--- Start ---

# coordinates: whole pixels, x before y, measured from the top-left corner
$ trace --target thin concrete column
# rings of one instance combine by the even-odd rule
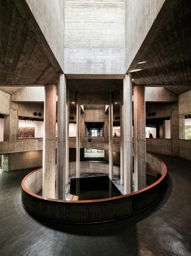
[[[42,196],[55,198],[57,87],[44,87]]]
[[[108,113],[105,113],[104,122],[104,137],[105,143],[108,143],[109,137],[109,115]],[[102,136],[103,135],[102,135]]]
[[[70,89],[68,87],[66,88],[67,97],[67,122],[66,122],[66,185],[67,185],[69,183],[69,125],[70,121]]]
[[[123,136],[123,90],[120,90],[120,183],[124,184],[124,136]]]
[[[145,91],[144,85],[133,88],[135,191],[147,186]]]
[[[65,200],[67,120],[66,85],[63,74],[58,74],[58,93],[57,199]]]
[[[123,79],[124,194],[133,192],[132,82],[131,74],[125,75]]]
[[[80,137],[82,141],[84,141],[84,113],[82,113],[80,114]]]
[[[162,138],[166,138],[166,126],[165,126],[165,121],[162,121]]]
[[[185,118],[184,116],[179,116],[179,138],[185,139]]]
[[[10,115],[4,116],[4,141],[16,141],[18,138],[19,117],[17,105],[14,103],[11,105]]]
[[[112,93],[110,94],[109,109],[109,176],[110,179],[113,180],[113,101]]]
[[[80,105],[79,96],[76,107],[76,177],[80,178]]]

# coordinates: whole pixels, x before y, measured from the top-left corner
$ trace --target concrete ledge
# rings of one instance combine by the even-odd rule
[[[141,190],[99,200],[67,201],[44,198],[27,188],[34,183],[34,177],[31,178],[30,176],[36,171],[40,171],[38,169],[29,174],[22,182],[22,203],[28,211],[39,217],[66,223],[95,223],[127,218],[155,203],[166,191],[167,186],[166,166],[160,159],[150,154],[147,158],[151,164],[160,170],[162,176],[157,182]],[[37,177],[38,176],[38,174]],[[30,187],[33,191],[37,189],[34,185]]]

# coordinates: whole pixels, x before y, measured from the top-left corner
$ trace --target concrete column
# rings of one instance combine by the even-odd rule
[[[84,123],[84,113],[80,114],[80,137],[82,141],[84,141],[85,123]]]
[[[66,168],[67,112],[64,75],[59,73],[58,83],[57,199],[65,200]]]
[[[120,90],[120,183],[124,184],[123,136],[123,90]]]
[[[48,85],[44,88],[42,196],[54,199],[57,87]]]
[[[165,126],[165,121],[162,121],[162,138],[165,139],[166,138],[166,126]]]
[[[163,139],[162,124],[160,124],[159,125],[159,137],[160,139]]]
[[[69,183],[69,125],[70,121],[70,89],[68,87],[66,88],[67,97],[67,136],[66,136],[66,185],[67,185]]]
[[[133,88],[135,191],[147,186],[145,90],[144,85]]]
[[[132,113],[131,74],[129,73],[125,75],[123,79],[123,130],[124,194],[133,192]],[[120,120],[121,120],[121,118]]]
[[[180,127],[181,128],[181,127]],[[172,139],[172,156],[179,156],[179,118],[178,105],[177,104],[170,117],[170,138]]]
[[[184,116],[179,116],[179,138],[185,139],[185,118]]]
[[[79,96],[76,107],[76,177],[80,178],[80,105]]]
[[[112,93],[110,92],[109,109],[109,176],[110,179],[113,180],[113,101]]]
[[[105,143],[108,143],[109,137],[109,115],[108,113],[105,113],[104,121],[104,137]]]
[[[10,115],[4,116],[4,141],[16,141],[18,138],[19,117],[17,109],[14,104],[11,105],[13,105],[11,106]]]

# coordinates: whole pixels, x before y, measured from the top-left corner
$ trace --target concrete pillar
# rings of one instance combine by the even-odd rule
[[[84,113],[80,114],[80,137],[81,140],[84,141],[85,123],[84,122]]]
[[[133,192],[132,113],[131,74],[129,73],[123,79],[124,194]]]
[[[166,126],[165,126],[165,121],[162,121],[162,138],[166,138]]]
[[[70,89],[68,87],[66,88],[67,97],[67,122],[66,122],[66,185],[69,183],[69,125],[70,124]]]
[[[109,109],[109,176],[113,180],[113,101],[112,93],[110,94]]]
[[[79,96],[76,107],[76,178],[80,178],[80,105]]]
[[[179,138],[185,139],[185,118],[184,116],[179,116]]]
[[[63,74],[59,73],[58,83],[57,136],[57,199],[65,200],[66,168],[67,112],[66,85]]]
[[[159,138],[160,139],[163,139],[162,124],[160,124],[159,125]]]
[[[57,87],[44,88],[42,196],[54,199]]]
[[[180,119],[181,120],[181,118]],[[179,156],[179,118],[178,115],[178,104],[177,104],[174,106],[172,111],[172,115],[170,117],[170,138],[172,139],[172,156],[178,157]]]
[[[145,91],[144,85],[133,88],[135,191],[147,186]]]
[[[105,143],[108,143],[109,137],[109,115],[105,113],[104,122],[104,137]]]
[[[124,184],[124,158],[123,136],[123,90],[120,90],[120,183]]]
[[[4,116],[4,141],[16,141],[18,138],[19,117],[17,109],[14,104],[11,105],[10,115]]]

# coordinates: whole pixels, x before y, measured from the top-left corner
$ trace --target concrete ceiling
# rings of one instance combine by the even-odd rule
[[[191,89],[191,5],[181,0],[132,73],[137,84],[163,85],[179,95]]]
[[[0,85],[52,84],[57,74],[11,0],[0,1]]]
[[[109,92],[123,86],[122,79],[68,79],[67,87],[73,91],[80,92]]]
[[[0,86],[0,90],[1,91],[4,91],[5,92],[9,94],[12,94],[14,92],[16,92],[18,91],[20,91],[23,88],[23,87],[19,86],[10,86],[10,87],[2,87]]]

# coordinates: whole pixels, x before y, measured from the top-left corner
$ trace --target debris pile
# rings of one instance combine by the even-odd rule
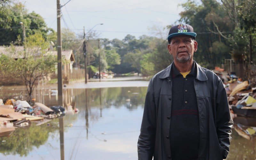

--- End ---

• **DIRECTIONS**:
Could you render every line of the records above as a numbered list, skipping blank lines and leaving the pictures out?

• **TASK OUTPUT**:
1. # coordinates: whole pixels, x before y, measured from the top-left corner
2. $ trace --target thin concrete column
3. # rings of one instance combine by the even-odd rule
4. [[[42,196],[55,198],[57,87],[44,87]]]
5. [[[108,113],[105,113],[104,122],[104,137],[105,143],[108,143],[109,137],[109,115]],[[102,136],[103,135],[102,135]]]
6. [[[70,89],[68,87],[66,88],[67,97],[67,122],[66,122],[66,185],[67,185],[69,183],[69,125],[70,121]]]
7. [[[123,136],[123,90],[120,90],[120,183],[124,184],[124,136]]]
8. [[[145,91],[144,85],[133,88],[135,191],[147,186]]]
9. [[[65,200],[67,120],[66,85],[63,74],[58,74],[58,93],[57,199]]]
10. [[[123,79],[124,194],[133,192],[132,82],[131,74],[125,75]]]
11. [[[80,137],[82,141],[84,141],[84,113],[82,113],[80,114]]]
12. [[[162,138],[166,138],[166,126],[165,126],[165,121],[162,121]]]
13. [[[185,118],[184,116],[179,116],[179,138],[185,139]]]
14. [[[10,115],[4,116],[4,141],[16,141],[18,138],[19,117],[17,105],[14,103],[11,105]]]
15. [[[112,93],[110,94],[109,109],[109,176],[110,179],[113,180],[113,101]]]
16. [[[80,105],[79,96],[76,107],[76,177],[80,178]]]
17. # coordinates: whole pixels, x before y, measured from the top-left corner
18. $ trace --target concrete ledge
19. # rings of one instance combine by the even-odd rule
20. [[[141,190],[99,200],[67,201],[44,198],[27,188],[34,183],[34,177],[31,178],[30,176],[36,171],[40,171],[38,169],[29,174],[22,182],[22,203],[28,211],[39,217],[66,223],[95,223],[127,218],[155,203],[166,191],[167,186],[166,166],[160,159],[150,154],[147,158],[151,164],[160,170],[162,176],[157,182]],[[37,177],[38,176],[38,174]],[[30,187],[33,191],[37,189],[34,185]]]
21. # coordinates: whole pixels, x before y, measured from the top-left corner
22. $ trace --target concrete column
23. # rings of one instance combine by the even-odd rule
24. [[[84,123],[84,113],[80,114],[80,137],[82,141],[84,141],[85,123]]]
25. [[[66,168],[67,112],[64,75],[59,73],[58,83],[57,199],[65,200]]]
26. [[[120,90],[120,183],[124,184],[123,136],[123,90]]]
27. [[[48,85],[44,88],[42,196],[54,199],[57,87]]]
28. [[[165,126],[165,121],[162,121],[162,138],[165,139],[166,138],[166,126]]]
29. [[[163,139],[162,124],[160,124],[159,125],[159,137],[160,139]]]
30. [[[69,183],[69,125],[70,121],[70,89],[68,87],[66,88],[67,97],[67,136],[66,136],[66,185],[67,185]]]
31. [[[133,88],[135,191],[147,186],[145,90],[144,85]]]
32. [[[132,113],[131,74],[129,73],[125,75],[123,79],[123,130],[124,194],[133,192]],[[120,120],[121,120],[121,118]]]
33. [[[180,127],[181,128],[181,127]],[[172,139],[172,156],[179,156],[179,118],[178,105],[177,104],[170,117],[170,138]]]
34. [[[184,116],[179,116],[179,138],[185,139],[185,118]]]
35. [[[79,96],[76,107],[76,177],[80,178],[80,105]]]
36. [[[112,93],[110,92],[109,109],[109,176],[110,179],[113,180],[113,101]]]
37. [[[105,143],[108,143],[109,137],[109,115],[108,113],[105,113],[104,121],[104,137]]]
38. [[[10,115],[4,116],[4,141],[16,141],[18,138],[19,117],[17,109],[14,104],[11,105],[13,105],[11,106]]]
39. # coordinates: whole pixels, x before y, measured from the top-left corner
40. $ trace --target concrete pillar
41. # rings of one instance combine by the even-odd rule
42. [[[84,113],[80,114],[80,137],[81,140],[84,141],[85,123],[84,122]]]
43. [[[133,192],[132,113],[131,74],[129,73],[123,79],[124,194]]]
44. [[[166,126],[165,126],[165,121],[162,121],[162,138],[166,138]]]
45. [[[70,89],[68,87],[66,88],[67,97],[67,122],[66,122],[66,185],[69,183],[69,125],[70,124]]]
46. [[[109,109],[109,176],[113,180],[113,101],[112,93],[110,94]]]
47. [[[79,96],[76,107],[76,178],[80,178],[80,105]]]
48. [[[179,138],[185,139],[185,118],[184,116],[179,116]]]
49. [[[63,74],[59,73],[58,83],[57,136],[57,199],[65,200],[66,168],[67,112],[66,85]]]
50. [[[159,138],[160,139],[163,139],[162,124],[160,124],[159,125]]]
51. [[[57,87],[44,88],[42,196],[54,199]]]
52. [[[180,119],[181,120],[181,118]],[[179,156],[179,118],[178,115],[178,104],[177,104],[174,106],[172,111],[172,115],[170,117],[170,138],[172,139],[172,156],[178,157]]]
53. [[[145,91],[144,85],[133,88],[135,191],[147,186]]]
54. [[[105,143],[108,143],[109,137],[109,115],[105,113],[104,122],[104,137]]]
55. [[[124,184],[124,158],[123,136],[123,90],[120,90],[120,183]]]
56. [[[4,116],[4,141],[16,141],[18,138],[19,117],[17,109],[14,104],[11,105],[10,115]]]
57. # coordinates: whole pixels, x before y, measured from the top-left corner
58. $ trace --target concrete ceiling
59. # rings of one instance combine by the even-odd rule
60. [[[191,89],[191,5],[181,0],[132,73],[137,84],[163,85],[179,95]]]
61. [[[0,85],[52,84],[57,74],[11,0],[0,1]]]
62. [[[109,92],[123,86],[122,79],[68,79],[67,87],[73,91],[80,92]]]
63. [[[0,86],[0,90],[1,91],[4,91],[5,92],[9,94],[12,94],[14,92],[16,92],[18,91],[20,91],[23,88],[23,87],[19,86],[10,86],[10,87],[2,87]]]
64. # coordinates: whole pixels, x before y, measured from the top-left corner
65. $ trace --target debris pile
66. # rings of one instance combine by the even-odd rule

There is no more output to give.